> What to do
A. Answer these questions about the forum thread comparing StarChoice and ExpressVu, each on its own line:
(i) What does MSNBC cost per month on StarChoice?
(ii) Until what date are Bloomberg TV and FOX News free to all StarChoice viewers?
(iii) On which satellite is all of BEV's HD programming carried?
B. Please extend the forum thread comparing StarChoice and ExpressVu with the next part, picking up after its final sentence.

> Source document
+ + + +

For HDTV channels....There have been no HDTV sim-subs on StarChoice. ExpressVu has experimented with CTV HD sim-subs and will do more shortly. 
For regular SD channels...StarChoice sends a signal to your receiver to switch the signals. Therefore you should only have local sim-subs from your billing address. You can cancel most sim-subs by unplugging for a few seconds. ExpressVu performs the sim-sub at their Mississagua uplink...therefore everyone watching ExpressVu gets the sim-sub. ExpressVu has even been sim-subbing their sister business TSN over US network feeds..ie golf on the weekends. StarChoice doesn't do this. 

....Bloomberg TV & FOX News are free to all on StarChoice until March 16th when they will be added to the FYI bundle. Bloomberg & FOX News are not available on ExpressVu 

....MSNBC (Imus, HardBall, Countdown, etc) for 99cents/month on StarChoice...MSNBC is not available on ExpressVu. 

....RaptorsTV for 99cents/month on StarChoice vs how much on BEV? 

....Both StarChoice & ExpressVu offer NFL Sunday Ticket. For casual football fans there is more than enough football in HDTV for no extra charge.


----------



## snidely (Mar 11, 2003)

The original poster said he was interested in HD. BEV has at least 3 times as many HD channels as SC. SC, for now, is short of space and has to juggle their meager HD offerings. All of BEV's HD is on 82, which does cover the entire U.S. - altho some of us on the fringes figure we need a 24" rather than an 18" dish. 
BEV has full time HD networks from CBS, ABC PBS,NBC, and Fox. Both from Boston and Seattle. They have 4 HD PPV. Have WGN HD (for WB programs). They have a couple of Canadian stations - one of which carries ST:E. They have a premium movie package (akin to HBO/SHO) with several channels - one of which is HD. Also have a couple of sports HD channels. And, for those who care, have NFL ST. 
It is true that as of a couple months ago when BEV moved some std. def. channels to an old sat., some of us lost those channels. The original sat. is receivable w. an 18" dish. For about 2/3 of the country - you can still get both the old and newer sat. at 91 w. the std. def. programming.
As for a "broker". All you need is a Canadian address to give BEV. Friend, relative, etc. YOU can call BEV yourself on their 416 number (as opposed to their 800 number which is blocked from the U.S.) You can set up your account to auto charge your U.S. credit card. I have never had a problem calling in. When you do so, just don't tell them how warm the weather is today<G>. If you do need a broker for an address, try to at least just pay him for the use of an address and YOU manage your own account. I never saw a piece of mail from BEV the first 3 years I had the service until they sent out new cards. When I heard they were doing that just told my cusin something important looking would be coming from bEV - so don't throw it out. She mailed it to me. I called into BEV and activated it.

+ + + +

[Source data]
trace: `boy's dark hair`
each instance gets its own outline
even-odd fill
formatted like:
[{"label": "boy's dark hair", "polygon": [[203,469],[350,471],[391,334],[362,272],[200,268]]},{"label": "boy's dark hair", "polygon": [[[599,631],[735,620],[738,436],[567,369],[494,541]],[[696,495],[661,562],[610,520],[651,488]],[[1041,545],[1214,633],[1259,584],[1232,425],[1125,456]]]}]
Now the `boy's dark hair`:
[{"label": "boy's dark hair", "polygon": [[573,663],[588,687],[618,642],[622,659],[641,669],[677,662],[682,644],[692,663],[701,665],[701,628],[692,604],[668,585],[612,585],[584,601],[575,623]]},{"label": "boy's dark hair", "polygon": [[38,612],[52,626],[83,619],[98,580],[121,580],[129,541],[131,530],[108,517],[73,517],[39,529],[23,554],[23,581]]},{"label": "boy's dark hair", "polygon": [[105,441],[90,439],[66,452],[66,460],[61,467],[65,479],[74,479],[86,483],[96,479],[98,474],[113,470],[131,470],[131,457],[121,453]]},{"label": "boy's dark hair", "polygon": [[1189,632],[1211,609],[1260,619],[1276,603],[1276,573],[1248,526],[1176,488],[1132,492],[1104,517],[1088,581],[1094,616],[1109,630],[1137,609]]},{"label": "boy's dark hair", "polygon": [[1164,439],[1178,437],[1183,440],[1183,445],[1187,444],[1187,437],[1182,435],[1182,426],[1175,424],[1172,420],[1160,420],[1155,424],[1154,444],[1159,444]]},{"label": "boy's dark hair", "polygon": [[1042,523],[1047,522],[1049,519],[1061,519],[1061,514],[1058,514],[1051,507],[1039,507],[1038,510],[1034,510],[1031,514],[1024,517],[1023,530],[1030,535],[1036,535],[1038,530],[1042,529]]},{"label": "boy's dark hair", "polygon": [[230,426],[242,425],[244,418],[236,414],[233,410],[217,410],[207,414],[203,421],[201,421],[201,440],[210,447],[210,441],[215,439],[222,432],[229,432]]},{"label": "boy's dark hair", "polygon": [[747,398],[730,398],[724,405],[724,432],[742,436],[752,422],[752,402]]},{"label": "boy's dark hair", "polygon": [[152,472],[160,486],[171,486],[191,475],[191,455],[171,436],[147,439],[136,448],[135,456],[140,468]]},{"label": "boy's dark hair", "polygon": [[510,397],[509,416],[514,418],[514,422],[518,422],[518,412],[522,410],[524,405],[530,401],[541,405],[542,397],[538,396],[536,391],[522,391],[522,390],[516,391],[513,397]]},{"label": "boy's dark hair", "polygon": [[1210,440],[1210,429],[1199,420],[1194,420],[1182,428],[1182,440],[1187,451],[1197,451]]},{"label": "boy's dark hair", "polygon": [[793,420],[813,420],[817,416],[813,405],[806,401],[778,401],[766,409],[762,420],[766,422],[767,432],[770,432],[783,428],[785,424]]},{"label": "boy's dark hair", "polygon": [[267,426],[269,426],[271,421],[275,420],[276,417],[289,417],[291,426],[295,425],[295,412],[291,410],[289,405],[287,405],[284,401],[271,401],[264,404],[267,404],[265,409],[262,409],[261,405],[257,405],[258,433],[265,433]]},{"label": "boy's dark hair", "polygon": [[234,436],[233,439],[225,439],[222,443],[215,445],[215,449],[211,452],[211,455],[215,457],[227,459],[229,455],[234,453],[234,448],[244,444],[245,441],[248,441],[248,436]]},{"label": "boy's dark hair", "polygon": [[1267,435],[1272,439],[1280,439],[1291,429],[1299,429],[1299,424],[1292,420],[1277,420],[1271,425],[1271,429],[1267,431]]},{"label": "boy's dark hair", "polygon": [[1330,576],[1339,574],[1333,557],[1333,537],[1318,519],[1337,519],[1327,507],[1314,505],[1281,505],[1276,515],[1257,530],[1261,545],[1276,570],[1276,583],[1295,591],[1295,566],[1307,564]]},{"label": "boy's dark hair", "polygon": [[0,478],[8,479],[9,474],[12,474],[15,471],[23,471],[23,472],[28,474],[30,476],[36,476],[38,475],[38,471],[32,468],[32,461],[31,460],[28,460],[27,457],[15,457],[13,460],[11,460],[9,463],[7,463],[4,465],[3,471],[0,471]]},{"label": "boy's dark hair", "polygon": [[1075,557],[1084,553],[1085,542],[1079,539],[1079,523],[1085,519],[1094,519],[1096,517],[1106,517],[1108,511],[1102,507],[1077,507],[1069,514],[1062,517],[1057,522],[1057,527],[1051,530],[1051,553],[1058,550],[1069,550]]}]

+ + + +

> Answer list
A.
(i) 99 cents per month
(ii) March 16th
(iii) 82

B.
I would doubt that DISH owns any part of BEV. They are a subsidiary of the large Canadian Bell landline company. They do contract with DISH to use their hardware. HOWEVER, the hardware units are not interchangeable. You can't hook up a box w. a U.S. serial number to BEV or vice versa.

...mike


----------



## RogerDodger (Nov 15, 2003)

Bell Canada owns 100% of Express Vu which in turn is owned by BCE.

http://www.bce.ca/en/company/ownership/index.php


----------



## S.C. Am (Jul 27, 2004)

snidely said:


> The original poster said he was interested in HD. BEV has at least 3 times as many HD channels as SC. SC, for now, is short of space and has to juggle their meager HD offerings.
> 
> ...mike


Hmm - do you own stock in BCE?

Looking thru Expressvu's offering - don't see Canada's only 24 hour movie service - Movie Central HD - hmm - can't be lack of space

Yes - love that extra sports offering (must subscribe to Sports package, pay $9.95/month for network HD and then an extra $1.99 for TSNHD)

TSN HD offering for January after the World Junior Hockey Championship ended
"Jan 23 NFL Countdown 11:00 a.m. et
Jan 23 NFL Primetime 11:30 p.m. et"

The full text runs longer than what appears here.